Studio album by the Brady Bunch
- Released: June 18, 1973
- Genre: Pop
- Length: 30:40
- Label: Paramount
- Producer: Jackie Mills

The Brady Bunch chronology
| The Kids from the Brady Bunch (1973) | The Brady Bunch Phonographic Album (1973) | It's a Sunshine Day: The Best of the Brady Bunch (1993) |

Singles from The Brady Bunch Phonographic Album
- "Zuckerman's Famous Pig" Released: April 2, 1973; "Everything I Do" Released: August 1973;

= The Brady Bunch Phonographic Album =

The Brady Bunch Phonographic Album is the fourth and final studio album by American pop group the Brady Bunch. It was released on June 18, 1973, by Paramount Records. Original pressings of the album have the title Growing Up with the Brady Bunch on the disc labels. The gatefold album features art-deco stylized framed pictures of the kids in old-timey outfits.

In 1996, the album was released on CD for the first time with the addition of three bonus tracks from 1973's Chris Knight & Maureen McCormick.

→ **Dataset content**:
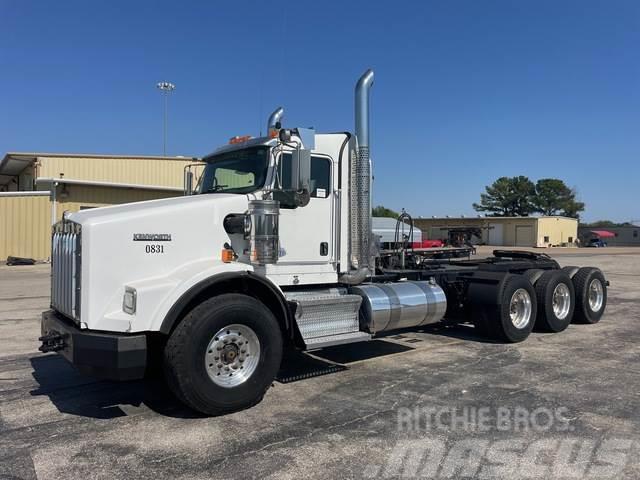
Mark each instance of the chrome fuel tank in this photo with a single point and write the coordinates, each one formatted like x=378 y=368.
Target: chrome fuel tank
x=394 y=305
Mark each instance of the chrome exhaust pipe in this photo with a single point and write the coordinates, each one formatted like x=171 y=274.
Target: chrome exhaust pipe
x=274 y=118
x=360 y=188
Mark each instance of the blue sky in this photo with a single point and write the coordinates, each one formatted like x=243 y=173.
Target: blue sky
x=465 y=91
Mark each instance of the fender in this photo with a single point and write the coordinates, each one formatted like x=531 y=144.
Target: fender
x=243 y=278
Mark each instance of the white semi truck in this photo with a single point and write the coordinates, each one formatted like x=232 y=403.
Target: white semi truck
x=274 y=252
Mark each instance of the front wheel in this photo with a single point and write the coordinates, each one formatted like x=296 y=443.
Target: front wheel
x=224 y=354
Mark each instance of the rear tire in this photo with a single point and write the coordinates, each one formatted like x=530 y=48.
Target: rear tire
x=533 y=275
x=556 y=301
x=506 y=311
x=591 y=295
x=224 y=354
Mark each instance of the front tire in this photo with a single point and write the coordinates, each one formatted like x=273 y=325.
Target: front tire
x=224 y=354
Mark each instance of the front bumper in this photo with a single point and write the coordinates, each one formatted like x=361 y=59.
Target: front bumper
x=109 y=356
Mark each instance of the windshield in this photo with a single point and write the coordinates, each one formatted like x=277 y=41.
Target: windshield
x=240 y=171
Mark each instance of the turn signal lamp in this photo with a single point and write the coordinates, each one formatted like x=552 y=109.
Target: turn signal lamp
x=227 y=255
x=237 y=139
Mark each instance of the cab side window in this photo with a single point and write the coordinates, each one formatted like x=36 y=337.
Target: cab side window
x=320 y=185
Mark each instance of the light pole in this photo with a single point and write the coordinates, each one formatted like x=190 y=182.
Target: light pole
x=166 y=88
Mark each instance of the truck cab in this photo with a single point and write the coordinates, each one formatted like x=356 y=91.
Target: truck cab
x=272 y=251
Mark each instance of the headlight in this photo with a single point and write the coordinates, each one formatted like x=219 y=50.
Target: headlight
x=129 y=300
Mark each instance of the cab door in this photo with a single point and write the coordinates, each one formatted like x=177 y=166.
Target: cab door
x=306 y=233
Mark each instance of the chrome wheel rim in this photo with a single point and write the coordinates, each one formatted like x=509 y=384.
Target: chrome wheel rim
x=232 y=355
x=520 y=308
x=561 y=301
x=596 y=295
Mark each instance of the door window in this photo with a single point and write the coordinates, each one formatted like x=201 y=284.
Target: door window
x=320 y=185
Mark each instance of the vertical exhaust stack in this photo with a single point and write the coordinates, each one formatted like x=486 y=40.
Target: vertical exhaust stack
x=360 y=188
x=274 y=118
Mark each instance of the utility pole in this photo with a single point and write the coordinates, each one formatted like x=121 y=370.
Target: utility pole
x=166 y=88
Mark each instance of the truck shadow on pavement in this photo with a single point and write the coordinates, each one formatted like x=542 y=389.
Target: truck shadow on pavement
x=76 y=394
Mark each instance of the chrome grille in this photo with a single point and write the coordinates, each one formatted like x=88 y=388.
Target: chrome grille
x=65 y=268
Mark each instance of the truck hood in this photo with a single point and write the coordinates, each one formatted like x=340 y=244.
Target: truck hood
x=130 y=211
x=155 y=241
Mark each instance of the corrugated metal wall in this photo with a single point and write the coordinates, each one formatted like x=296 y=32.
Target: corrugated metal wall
x=142 y=171
x=25 y=227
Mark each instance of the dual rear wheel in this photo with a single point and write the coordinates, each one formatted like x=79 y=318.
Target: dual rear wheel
x=548 y=300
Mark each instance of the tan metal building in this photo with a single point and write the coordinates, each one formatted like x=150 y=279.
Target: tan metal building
x=37 y=188
x=506 y=231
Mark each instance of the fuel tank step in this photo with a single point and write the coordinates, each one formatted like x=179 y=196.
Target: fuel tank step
x=327 y=317
x=331 y=340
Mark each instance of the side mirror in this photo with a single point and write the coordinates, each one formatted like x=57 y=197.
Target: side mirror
x=300 y=170
x=188 y=182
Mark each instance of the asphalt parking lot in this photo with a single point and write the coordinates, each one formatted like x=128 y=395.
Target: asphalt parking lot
x=358 y=422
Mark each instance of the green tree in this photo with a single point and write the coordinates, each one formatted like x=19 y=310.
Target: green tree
x=508 y=197
x=381 y=211
x=553 y=197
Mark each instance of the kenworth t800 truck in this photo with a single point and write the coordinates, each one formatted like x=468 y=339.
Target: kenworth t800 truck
x=274 y=251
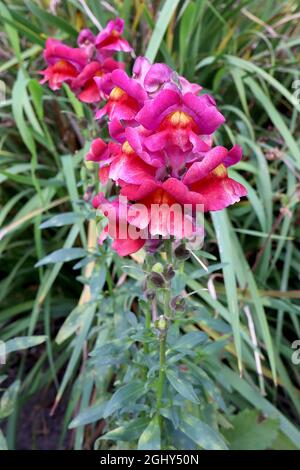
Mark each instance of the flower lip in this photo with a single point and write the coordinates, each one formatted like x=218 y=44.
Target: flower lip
x=179 y=119
x=126 y=148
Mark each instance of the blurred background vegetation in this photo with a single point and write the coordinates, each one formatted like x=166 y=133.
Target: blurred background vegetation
x=246 y=53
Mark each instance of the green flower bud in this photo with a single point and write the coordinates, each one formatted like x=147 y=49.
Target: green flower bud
x=157 y=279
x=182 y=253
x=157 y=268
x=150 y=294
x=169 y=272
x=178 y=303
x=162 y=323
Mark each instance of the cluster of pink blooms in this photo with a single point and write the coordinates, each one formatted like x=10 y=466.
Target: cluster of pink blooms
x=92 y=58
x=161 y=150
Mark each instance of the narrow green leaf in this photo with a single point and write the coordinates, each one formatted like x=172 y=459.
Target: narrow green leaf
x=162 y=23
x=185 y=389
x=202 y=434
x=150 y=438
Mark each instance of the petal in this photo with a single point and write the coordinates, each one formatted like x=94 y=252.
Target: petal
x=85 y=38
x=136 y=192
x=129 y=85
x=234 y=156
x=188 y=87
x=130 y=168
x=136 y=138
x=59 y=73
x=56 y=50
x=180 y=192
x=200 y=170
x=87 y=73
x=157 y=75
x=154 y=111
x=98 y=151
x=219 y=193
x=140 y=68
x=90 y=93
x=204 y=111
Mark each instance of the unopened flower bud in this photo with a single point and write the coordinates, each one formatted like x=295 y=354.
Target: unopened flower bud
x=150 y=294
x=182 y=253
x=157 y=268
x=162 y=323
x=157 y=279
x=89 y=165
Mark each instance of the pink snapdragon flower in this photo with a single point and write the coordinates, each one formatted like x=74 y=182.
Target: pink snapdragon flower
x=78 y=66
x=163 y=155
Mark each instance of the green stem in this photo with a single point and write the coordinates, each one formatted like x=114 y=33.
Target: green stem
x=162 y=374
x=147 y=326
x=168 y=247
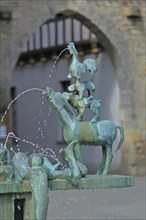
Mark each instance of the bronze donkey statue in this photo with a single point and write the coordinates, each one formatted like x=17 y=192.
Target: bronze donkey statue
x=102 y=133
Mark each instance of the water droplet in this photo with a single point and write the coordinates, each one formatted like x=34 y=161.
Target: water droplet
x=18 y=207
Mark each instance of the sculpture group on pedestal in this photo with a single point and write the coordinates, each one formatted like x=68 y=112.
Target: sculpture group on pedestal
x=78 y=132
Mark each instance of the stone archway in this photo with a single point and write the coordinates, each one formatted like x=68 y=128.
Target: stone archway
x=112 y=35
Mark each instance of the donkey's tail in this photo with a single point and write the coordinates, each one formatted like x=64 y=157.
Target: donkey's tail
x=121 y=138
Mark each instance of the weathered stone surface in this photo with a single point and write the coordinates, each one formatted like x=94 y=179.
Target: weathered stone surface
x=123 y=38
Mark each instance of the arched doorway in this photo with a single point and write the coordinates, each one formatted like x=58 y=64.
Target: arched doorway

→ **Directions**: According to the article on The Brady Bunch Phonographic Album, why might a copy's disc labels show a title different from the album's name?

→ **Correct answer**: Original pressings of the album carry the title Growing Up with the Brady Bunch on the disc labels, not The Brady Bunch Phonographic Album.